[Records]
--- start ---

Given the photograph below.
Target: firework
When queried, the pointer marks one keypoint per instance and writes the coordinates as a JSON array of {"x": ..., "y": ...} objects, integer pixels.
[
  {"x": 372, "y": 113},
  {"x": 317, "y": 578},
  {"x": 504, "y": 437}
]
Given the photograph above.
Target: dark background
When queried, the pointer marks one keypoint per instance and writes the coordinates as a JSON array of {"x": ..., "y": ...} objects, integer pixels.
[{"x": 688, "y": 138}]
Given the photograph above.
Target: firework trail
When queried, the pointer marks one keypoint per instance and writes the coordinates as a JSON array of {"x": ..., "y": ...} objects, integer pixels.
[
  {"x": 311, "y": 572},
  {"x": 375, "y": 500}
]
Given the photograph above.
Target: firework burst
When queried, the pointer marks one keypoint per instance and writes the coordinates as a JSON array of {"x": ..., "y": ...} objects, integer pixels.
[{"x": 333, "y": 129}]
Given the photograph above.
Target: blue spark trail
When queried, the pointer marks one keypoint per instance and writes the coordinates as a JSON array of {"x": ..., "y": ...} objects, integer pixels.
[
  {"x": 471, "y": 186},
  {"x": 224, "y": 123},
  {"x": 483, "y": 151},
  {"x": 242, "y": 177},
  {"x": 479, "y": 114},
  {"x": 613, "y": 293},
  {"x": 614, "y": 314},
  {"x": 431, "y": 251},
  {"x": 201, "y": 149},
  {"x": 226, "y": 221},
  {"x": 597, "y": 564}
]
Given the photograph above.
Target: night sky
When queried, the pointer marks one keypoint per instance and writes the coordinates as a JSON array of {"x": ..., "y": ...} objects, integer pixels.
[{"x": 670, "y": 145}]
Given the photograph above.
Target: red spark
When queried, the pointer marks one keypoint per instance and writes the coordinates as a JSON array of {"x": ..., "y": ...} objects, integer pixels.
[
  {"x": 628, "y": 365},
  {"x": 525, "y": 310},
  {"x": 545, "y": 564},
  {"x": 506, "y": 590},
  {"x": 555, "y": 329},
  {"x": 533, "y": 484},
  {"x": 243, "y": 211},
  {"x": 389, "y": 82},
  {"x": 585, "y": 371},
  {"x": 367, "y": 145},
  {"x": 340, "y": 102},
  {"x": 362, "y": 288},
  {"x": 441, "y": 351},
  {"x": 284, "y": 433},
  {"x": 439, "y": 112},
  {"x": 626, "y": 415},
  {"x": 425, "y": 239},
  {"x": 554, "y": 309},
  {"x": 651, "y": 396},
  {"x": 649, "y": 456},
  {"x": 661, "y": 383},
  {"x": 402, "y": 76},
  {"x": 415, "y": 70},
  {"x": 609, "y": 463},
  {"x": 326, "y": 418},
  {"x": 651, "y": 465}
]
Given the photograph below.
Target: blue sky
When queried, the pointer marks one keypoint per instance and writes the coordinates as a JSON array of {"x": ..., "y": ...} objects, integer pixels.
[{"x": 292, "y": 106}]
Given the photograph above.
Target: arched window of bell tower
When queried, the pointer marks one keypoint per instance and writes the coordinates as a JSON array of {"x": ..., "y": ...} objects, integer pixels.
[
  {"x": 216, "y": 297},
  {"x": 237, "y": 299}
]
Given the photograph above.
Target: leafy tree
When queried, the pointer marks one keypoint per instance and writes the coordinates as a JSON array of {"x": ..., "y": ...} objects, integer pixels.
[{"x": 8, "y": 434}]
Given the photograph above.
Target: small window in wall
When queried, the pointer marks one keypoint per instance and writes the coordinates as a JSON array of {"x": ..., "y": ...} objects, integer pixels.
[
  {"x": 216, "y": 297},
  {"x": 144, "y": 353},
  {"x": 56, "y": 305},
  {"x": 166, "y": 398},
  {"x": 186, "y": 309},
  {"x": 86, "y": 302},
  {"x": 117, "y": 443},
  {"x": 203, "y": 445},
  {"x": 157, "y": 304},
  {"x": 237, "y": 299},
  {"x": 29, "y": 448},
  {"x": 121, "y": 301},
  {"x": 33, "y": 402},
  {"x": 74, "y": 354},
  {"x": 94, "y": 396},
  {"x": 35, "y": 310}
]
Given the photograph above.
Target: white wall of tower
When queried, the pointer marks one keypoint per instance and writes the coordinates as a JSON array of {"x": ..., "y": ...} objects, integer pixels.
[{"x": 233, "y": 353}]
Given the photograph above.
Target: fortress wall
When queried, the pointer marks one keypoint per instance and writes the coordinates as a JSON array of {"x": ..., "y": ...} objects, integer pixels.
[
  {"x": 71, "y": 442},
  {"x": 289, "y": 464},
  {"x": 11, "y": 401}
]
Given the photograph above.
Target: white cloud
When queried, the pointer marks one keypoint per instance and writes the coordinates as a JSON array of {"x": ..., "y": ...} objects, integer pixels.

--- end ---

**WHAT YOU HAVE TO DO**
Find each line in the entries above that contains the word "blue", treating uppercase and lowercase letters as distinct, and copy those lines.

**SOLUTION**
Target: blue spark trail
Target: blue sky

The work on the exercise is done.